**Dataset records:**
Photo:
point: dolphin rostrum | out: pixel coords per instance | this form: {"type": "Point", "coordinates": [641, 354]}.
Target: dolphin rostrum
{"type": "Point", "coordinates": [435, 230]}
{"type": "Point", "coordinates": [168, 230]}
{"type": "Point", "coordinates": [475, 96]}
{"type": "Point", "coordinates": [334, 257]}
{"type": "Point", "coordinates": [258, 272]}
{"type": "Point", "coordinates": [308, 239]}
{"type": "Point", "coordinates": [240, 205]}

**Task goal:** Please write out every line of the records above again, keeping each one unchanged.

**Worked solution:**
Photo:
point: dolphin rostrum | out: pixel coords per instance | this form: {"type": "Point", "coordinates": [641, 354]}.
Target: dolphin rostrum
{"type": "Point", "coordinates": [435, 230]}
{"type": "Point", "coordinates": [168, 230]}
{"type": "Point", "coordinates": [475, 96]}
{"type": "Point", "coordinates": [334, 257]}
{"type": "Point", "coordinates": [258, 272]}
{"type": "Point", "coordinates": [308, 239]}
{"type": "Point", "coordinates": [240, 205]}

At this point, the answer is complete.